INPUT ▸

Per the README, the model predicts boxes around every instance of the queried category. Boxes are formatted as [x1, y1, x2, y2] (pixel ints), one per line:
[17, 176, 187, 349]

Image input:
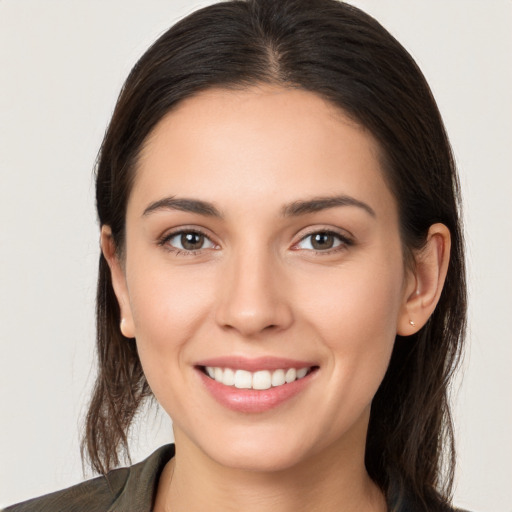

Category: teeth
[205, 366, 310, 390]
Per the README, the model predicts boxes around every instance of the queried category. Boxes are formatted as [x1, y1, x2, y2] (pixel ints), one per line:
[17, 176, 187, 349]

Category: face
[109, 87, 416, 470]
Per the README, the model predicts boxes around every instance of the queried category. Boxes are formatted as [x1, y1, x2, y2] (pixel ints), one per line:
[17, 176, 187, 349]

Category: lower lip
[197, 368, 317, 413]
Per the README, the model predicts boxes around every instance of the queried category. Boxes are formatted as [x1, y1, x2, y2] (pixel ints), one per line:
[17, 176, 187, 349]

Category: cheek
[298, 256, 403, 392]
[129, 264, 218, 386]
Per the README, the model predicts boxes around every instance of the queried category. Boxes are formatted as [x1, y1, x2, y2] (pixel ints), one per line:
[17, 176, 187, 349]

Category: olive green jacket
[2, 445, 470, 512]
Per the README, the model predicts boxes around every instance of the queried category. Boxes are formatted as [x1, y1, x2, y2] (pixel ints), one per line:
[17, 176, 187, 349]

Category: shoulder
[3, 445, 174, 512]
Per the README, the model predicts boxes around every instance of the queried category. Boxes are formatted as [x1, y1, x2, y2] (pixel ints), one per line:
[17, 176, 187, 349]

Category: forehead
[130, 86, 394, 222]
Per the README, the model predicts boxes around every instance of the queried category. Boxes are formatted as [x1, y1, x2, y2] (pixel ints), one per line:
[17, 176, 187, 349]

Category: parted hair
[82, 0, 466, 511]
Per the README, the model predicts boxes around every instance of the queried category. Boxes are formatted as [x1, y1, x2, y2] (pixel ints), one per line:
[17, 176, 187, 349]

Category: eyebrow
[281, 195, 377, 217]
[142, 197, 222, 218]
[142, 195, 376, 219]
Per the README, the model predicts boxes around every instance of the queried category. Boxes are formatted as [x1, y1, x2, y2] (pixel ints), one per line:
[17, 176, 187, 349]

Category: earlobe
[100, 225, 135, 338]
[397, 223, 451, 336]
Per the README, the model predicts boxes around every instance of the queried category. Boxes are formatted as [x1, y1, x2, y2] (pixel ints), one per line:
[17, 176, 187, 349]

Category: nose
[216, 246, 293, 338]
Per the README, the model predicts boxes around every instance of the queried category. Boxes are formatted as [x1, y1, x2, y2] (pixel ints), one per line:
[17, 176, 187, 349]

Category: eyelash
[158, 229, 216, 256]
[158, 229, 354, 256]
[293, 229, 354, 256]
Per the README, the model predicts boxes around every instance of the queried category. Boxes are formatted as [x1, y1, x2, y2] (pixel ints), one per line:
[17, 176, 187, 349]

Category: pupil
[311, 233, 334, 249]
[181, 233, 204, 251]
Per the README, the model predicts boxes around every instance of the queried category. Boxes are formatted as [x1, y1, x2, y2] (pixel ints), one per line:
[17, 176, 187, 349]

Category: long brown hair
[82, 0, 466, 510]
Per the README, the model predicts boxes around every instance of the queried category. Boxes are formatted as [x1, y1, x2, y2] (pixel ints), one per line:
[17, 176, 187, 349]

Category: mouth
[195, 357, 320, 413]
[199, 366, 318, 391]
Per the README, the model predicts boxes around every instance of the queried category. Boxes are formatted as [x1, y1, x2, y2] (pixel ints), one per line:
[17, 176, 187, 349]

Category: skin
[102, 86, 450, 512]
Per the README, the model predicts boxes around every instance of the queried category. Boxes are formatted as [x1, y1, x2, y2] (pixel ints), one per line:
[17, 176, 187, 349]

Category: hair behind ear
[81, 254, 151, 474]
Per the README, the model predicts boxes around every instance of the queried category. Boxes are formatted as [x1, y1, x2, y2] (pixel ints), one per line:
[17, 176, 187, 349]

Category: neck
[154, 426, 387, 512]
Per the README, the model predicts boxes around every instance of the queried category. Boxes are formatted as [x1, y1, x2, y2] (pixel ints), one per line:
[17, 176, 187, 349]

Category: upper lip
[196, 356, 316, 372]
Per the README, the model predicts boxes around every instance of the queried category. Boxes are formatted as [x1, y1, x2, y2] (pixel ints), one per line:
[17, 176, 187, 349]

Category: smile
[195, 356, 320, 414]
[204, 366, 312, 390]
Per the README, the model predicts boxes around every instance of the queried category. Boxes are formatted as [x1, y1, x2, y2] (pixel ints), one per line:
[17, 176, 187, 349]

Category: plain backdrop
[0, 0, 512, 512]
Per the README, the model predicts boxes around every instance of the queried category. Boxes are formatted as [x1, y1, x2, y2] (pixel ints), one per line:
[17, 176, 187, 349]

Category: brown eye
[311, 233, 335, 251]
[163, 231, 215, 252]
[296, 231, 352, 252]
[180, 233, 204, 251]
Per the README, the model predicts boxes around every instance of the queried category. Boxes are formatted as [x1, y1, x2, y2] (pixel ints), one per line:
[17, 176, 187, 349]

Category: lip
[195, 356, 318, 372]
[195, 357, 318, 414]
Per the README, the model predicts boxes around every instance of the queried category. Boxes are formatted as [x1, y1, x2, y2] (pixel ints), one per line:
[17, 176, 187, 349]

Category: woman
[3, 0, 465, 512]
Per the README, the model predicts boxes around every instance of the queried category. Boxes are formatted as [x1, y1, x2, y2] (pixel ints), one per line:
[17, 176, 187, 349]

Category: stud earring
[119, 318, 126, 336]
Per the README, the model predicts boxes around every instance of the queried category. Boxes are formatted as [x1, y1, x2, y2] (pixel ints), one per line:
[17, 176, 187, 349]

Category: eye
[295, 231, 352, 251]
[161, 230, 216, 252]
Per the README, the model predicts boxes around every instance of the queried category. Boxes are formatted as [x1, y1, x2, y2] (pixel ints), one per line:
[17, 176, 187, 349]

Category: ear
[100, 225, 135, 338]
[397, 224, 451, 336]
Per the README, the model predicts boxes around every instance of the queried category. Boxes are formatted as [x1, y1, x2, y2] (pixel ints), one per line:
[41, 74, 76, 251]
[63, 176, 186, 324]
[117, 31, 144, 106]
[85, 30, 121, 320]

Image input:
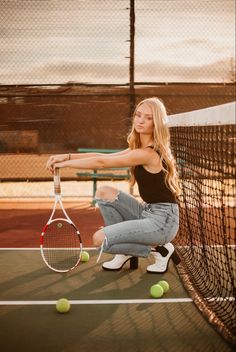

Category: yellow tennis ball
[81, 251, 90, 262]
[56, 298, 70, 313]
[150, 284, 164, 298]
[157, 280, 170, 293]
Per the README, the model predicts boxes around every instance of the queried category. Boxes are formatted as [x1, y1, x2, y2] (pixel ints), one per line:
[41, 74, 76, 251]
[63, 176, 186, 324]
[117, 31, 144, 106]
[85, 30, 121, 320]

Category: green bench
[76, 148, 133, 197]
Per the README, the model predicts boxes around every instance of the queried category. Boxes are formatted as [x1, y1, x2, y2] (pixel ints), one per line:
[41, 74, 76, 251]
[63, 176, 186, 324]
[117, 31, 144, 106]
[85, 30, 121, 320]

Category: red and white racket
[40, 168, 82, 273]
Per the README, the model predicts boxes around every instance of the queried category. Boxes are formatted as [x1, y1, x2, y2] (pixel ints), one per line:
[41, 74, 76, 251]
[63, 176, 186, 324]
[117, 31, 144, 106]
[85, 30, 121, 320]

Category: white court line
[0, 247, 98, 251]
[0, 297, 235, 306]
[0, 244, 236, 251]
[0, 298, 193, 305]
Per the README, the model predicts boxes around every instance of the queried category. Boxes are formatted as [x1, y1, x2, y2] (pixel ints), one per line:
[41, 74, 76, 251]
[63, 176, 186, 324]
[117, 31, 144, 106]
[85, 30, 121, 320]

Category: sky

OBJECTIVE ▸
Extract every line of the material that contains the string "white", matching case exactly.

FINISHED EXERCISE ▸
Category: red and white racket
Category: white court line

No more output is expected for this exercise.